__Quoted text__.
**********
# Question 2:

## Part (i)
| Answer/Working | Mark | Guidance |
|---|---|---|
| When $t = 0$, $v = 5(1 - e^0) = 0$ | E1 | |
| As $t \to \infty$, $e^{-2t} \to 0 \Rightarrow v \to 5$ | E1 | |
| When $t = 0.5$, $v = 3.16 \text{ ms}^{-1}$ | B1 | |
| **[3]** | | |

## Part (ii)
| Answer/Working | Mark | Guidance |
|---|---|---|
| $\frac{dv}{dt} = 5 \times (-2)e^{-2t} = 10e^{-2t}$ | B1 | |
| $10 - 2v = 10 - 10(1 - e^{-2t}) = 10e^{-2t}$ | M1 | |
| $\Rightarrow \frac{dv}{dt} = 10 - 2v$ | E1 | |
| **[3]** | | |

## Part (iii)
| Answer/Working | Mark | Guidance |
|---|---|---|
| $\frac{dv}{dt} = 10 - 0.4v^2$ | | |
| $\frac{10}{100 - 4v^2}\frac{dv}{dt} = 1$ | M1 | |
| $\Rightarrow \frac{10}{25 - v^2}\frac{dv}{dt} = 4$ | | |
| $\Rightarrow \frac{10}{(5-v)(5+v)}\frac{dv}{dt} = 4$ | E1 | |
| $\frac{10}{(5-v)(5+v)} = \frac{A}{5-v} + \frac{B}{5+v}$ | | |
| $10 = A(5+v) + B(5-v)$ | M1 | |
| $v = 5 \Rightarrow 10 = 10A \Rightarrow A = 1$ | A1 | for both $A=1, B=1$ |
| $v = -5 \Rightarrow 10 = 10B \Rightarrow B = 1$ | | |
| $\Rightarrow \frac{10}{(5-v)(5+v)} = \frac{1}{5-v} + \frac{1}{5+v}$ | | |
| $\Rightarrow \int\left(\frac{1}{5-v} + \frac{1}{5+v}\right)dv = 4\int dt$ | M1 | separating variables correctly and indicating integration |
| $\Rightarrow \ln(5+v) - \ln(5-v) = 4t + c$ | A1 | ft their $A,B$; condone absence of $c$ |
| when $t=0$, $v=0 \Rightarrow 0 = 4\times 0 + c \Rightarrow c = 0$ | A1 | ft finding $c$ from expression of correct form |
| $\Rightarrow \ln\left(\frac{5+v}{5-v}\right) = 4t$ | | |
| $\Rightarrow t = \frac{1}{4}\ln\left(\frac{5+v}{5-v}\right)$ | E1 | |
| **[8]** | | |

## Part (iv)
**********
__Recorded data__.
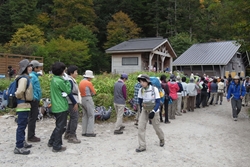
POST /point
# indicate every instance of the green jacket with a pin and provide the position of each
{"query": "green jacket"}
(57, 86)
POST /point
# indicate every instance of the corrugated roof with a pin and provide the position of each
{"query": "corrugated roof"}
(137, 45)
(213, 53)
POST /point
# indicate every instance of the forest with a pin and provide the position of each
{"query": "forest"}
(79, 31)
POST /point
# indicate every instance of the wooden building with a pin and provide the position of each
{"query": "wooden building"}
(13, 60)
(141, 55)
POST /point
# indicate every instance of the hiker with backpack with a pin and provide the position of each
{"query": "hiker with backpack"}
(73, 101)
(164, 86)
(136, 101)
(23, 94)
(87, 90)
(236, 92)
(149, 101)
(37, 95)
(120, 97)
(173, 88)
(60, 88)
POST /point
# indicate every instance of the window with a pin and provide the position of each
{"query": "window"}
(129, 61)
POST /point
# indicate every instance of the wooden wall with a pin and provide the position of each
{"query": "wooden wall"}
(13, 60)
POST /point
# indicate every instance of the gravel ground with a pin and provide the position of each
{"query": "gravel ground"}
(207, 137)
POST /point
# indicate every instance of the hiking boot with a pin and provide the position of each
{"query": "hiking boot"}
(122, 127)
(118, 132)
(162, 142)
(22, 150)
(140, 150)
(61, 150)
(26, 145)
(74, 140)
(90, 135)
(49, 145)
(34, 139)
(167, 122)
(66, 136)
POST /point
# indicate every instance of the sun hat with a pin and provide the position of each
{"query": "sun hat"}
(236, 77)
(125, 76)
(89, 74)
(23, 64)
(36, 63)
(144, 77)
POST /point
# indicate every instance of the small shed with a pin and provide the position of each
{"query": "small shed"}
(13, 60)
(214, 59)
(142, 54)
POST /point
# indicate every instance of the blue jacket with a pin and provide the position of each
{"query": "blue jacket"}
**********
__Stated problem 1__.
According to the mark scheme, how many marks in total is Part (iii) worth?
__Stated problem 2__.
Write out the part of the mark scheme that opens with the words containing "## Part (ii)" and closes with "## Part (iii)".
The items are not needed for this work.

__Final answer 1__.
Part (iii) is worth 8 marks.

__Final answer 2__.
## Part (ii)
| Answer/Working | Mark | Guidance |
|---|---|---|
| $\frac{dv}{dt} = 5 \times (-2)e^{-2t} = 10e^{-2t}$ | B1 | |
| $10 - 2v = 10 - 10(1 - e^{-2t}) = 10e^{-2t}$ | M1 | |
| $\Rightarrow \frac{dv}{dt} = 10 - 2v$ | E1 | |
| **[3]** | | |

## Part (iii)